- **Supplied material**
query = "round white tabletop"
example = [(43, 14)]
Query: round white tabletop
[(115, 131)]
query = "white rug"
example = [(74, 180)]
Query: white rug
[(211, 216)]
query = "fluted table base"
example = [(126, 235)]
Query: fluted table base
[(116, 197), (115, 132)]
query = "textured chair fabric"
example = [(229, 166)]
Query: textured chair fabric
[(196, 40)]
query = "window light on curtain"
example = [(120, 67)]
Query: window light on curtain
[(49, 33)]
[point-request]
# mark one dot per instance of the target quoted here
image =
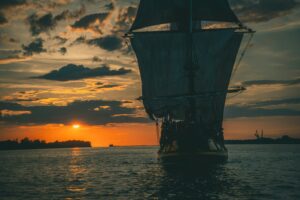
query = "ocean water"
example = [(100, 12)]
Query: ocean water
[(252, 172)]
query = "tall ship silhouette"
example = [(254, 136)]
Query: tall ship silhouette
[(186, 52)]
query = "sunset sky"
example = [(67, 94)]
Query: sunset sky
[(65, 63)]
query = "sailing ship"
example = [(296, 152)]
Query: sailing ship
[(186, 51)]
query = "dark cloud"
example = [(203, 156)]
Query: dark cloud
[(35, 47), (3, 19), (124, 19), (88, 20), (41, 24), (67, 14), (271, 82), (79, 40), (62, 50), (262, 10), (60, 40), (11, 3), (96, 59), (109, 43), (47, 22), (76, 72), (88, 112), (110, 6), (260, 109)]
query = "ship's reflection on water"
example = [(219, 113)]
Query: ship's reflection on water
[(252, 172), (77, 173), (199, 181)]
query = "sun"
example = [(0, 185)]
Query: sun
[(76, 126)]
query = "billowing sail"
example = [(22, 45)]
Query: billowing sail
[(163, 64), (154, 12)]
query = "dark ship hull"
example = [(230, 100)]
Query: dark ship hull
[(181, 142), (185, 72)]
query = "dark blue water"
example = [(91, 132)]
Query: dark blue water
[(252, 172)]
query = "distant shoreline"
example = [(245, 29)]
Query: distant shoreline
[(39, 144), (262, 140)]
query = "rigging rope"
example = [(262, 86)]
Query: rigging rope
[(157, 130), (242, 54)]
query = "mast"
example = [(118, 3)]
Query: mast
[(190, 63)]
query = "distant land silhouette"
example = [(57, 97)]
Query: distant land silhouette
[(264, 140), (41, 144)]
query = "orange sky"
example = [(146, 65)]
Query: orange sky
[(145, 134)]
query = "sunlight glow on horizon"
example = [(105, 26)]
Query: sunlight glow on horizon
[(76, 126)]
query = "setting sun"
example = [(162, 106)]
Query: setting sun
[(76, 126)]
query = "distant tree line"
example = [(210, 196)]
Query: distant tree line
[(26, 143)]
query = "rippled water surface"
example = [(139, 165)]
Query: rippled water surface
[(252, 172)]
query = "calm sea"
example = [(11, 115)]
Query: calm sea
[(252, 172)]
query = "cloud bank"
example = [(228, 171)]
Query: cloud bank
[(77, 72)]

* * *

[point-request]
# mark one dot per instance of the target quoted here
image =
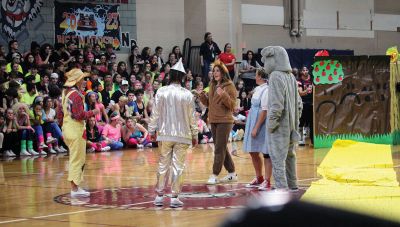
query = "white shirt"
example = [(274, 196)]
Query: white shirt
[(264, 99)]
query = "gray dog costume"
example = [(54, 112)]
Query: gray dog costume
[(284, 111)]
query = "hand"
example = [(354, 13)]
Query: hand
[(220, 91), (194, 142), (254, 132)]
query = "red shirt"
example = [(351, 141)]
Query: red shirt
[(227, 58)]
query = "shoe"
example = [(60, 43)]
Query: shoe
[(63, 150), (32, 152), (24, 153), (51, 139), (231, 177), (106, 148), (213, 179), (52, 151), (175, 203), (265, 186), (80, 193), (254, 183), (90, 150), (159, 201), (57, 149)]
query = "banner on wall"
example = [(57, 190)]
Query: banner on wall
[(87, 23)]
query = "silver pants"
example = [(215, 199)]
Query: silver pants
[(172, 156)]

--

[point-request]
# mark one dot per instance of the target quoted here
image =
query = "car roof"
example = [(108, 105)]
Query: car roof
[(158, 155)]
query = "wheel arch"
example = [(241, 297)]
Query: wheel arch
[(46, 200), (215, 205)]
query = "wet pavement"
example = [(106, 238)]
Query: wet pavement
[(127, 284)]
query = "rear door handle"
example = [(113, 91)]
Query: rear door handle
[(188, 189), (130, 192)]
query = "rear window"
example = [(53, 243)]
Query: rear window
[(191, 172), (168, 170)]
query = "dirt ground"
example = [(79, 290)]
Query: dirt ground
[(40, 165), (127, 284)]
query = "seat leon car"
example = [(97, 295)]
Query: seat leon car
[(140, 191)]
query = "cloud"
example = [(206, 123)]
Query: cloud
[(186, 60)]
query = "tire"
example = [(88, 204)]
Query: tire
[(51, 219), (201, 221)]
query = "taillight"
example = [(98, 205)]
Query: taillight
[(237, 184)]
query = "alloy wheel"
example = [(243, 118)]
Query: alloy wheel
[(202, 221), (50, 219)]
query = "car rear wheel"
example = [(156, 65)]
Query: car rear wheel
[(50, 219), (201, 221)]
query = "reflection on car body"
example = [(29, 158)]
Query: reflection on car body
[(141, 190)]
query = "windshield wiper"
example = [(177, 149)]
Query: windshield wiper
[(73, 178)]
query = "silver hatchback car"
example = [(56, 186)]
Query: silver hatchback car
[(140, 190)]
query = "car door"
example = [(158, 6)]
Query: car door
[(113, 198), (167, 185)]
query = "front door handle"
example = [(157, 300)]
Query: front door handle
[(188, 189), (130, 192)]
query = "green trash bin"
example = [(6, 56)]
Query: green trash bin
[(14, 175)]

- **Directive**
Gather every line of the listing above that contains the word "seat", and copy each of those lines in full.

- **Written answer**
query = "seat leon car"
Query: seat leon car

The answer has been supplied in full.